===== Text provided =====

Supporters of Shiite militiamen fail to stop mass anti-Houthi protests organised by Yemen's newly formed Rejection Movement
Yemenis gather at Ibb University, holding banners reading "No to the coup" during a protest against Houthi militants in Ibb, Yemen on 24 January, 2015 (AA)

Thousands of Yemenis took to the streets of Sanaa on Saturday in the largest demonstration against the Houthi since the Shiite militiamen overran the capital in September.

"Down, down with the Houthi rule," chanted the protesters who rallied following a call by the Rejection Movement - a group recently formed in provincial areas to challenge the powerful militia.

Dozens of Houthi supporters tried to stop the demonstration, triggering a brief scuffle, before they left as the numbers of protesters kept increasing, an AFP correspondent reported.

Demonstrators gathered in Change Square near the University of Sanaa before they headed for Republican Palace, in central Sanaa, according to organisers.

The palace is the residence of Prime Minister Khalid Bahah, who left it on Wednesday for an unknown destination after a two-day siege by the militia.

But the protesters changed their route and headed toward the residence of embattled President Abdrabbuh Mansour Hadi to express their "rejection of his resignation," according to the organising committee.

The demonstrators were also demanding that Hadi "impose the authority of the state" in face of the tightening grip of the Houthis on power, the organising committee said.

Hadi tendered his resignation on Thursday saying he could no longer stay in office as the country was in "total deadlock". 

Demonstrations also took off in the cities of Taez, Ibb and Hudaida, organisers said.

Power vacuum after president quits

Yemen is now facing a dangerous power vacuum after the president's resignation.

Bahah also tendered his resignation, saying he did want to be part of the collapse of the country.

A senior State Department official said staffing at the US embassy in Sanaa, already thin after most of the diplomatic personnel were ordered to leave in September, would be further reduced.

Parliament is set to hold an extraordinary meeting to discuss Hadi's resignation offer, which needs to be approved by lawmakers to take effect.

Hadi advisor Sultan al-Atwani told AFP that parliament would meet on Sunday "at the earliest" because it is in recess and lawmakers need time to return.

Witnesses and security forces said that Houthi militiamen had encircled the parliament building overnight, having already seized the presidential palace earlier this week.

Gunmen have also surrounded the houses of top officials including Defence Minister Mahmud al-Subaihi and head of intelligence Ali al-Ahmedi, a security official said.

Yemen has been riven by instability since an uprising forced strongman Ali Abdullah Saleh from power in 2012.

Saleh has been accused of backing the Houthi - who are from the same Zaidi sect of Shiite Islam as the ex-leader - as has Iran.

While the situation was generally calm in Sanaa, two small explosions targeted two houses belonging to Houthi members but there were no casualties.

After heavy fighting between government forces and the Houthi this week that killed at least 35 people, the UN Security Council had voiced support for Hadi's continued rule.

The situation escalated on Saturday when the militiamen seized top presidential aide Ahmed Awad bin Mubarak in an apparent bid to extract changes to a draft constitution opposed by the Houthi because it would divide Yemen into six federal regions.

The Houthi continue to hold Mubarak and maintain a tight grip on the capital despite a deal struck late on Wednesday to end what authorities called a coup attempt.

===== Rows =====

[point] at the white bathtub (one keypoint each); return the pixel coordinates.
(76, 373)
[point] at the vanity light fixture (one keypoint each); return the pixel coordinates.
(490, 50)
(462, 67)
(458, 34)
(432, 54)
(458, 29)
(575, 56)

=====

◆ **Exercise set**:
- a) Name every person identified by name in the article on the Yemen protests.
- b) Retype the part of the article on the Yemen protests that opens with the words "Demonstrators gathered in Change" and closes with "the organising committee.".

◆ **Solutions per task**:
- a)
- Khalid Bahah
- Abdrabbuh Mansour Hadi
- Sultan al-Atwani
- Mahmud al-Subaihi
- Ali al-Ahmedi
- Ali Abdullah Saleh
- Ahmed Awad bin Mubarak

- b)
Demonstrators gathered in Change Square near the University of Sanaa before they headed for Republican Palace, in central Sanaa, according to organisers.

The palace is the residence of Prime Minister Khalid Bahah, who left it on Wednesday for an unknown destination after a two-day siege by the militia.

But the protesters changed their route and headed toward the residence of embattled President Abdrabbuh Mansour Hadi to express their "rejection of his resignation," according to the organising committee.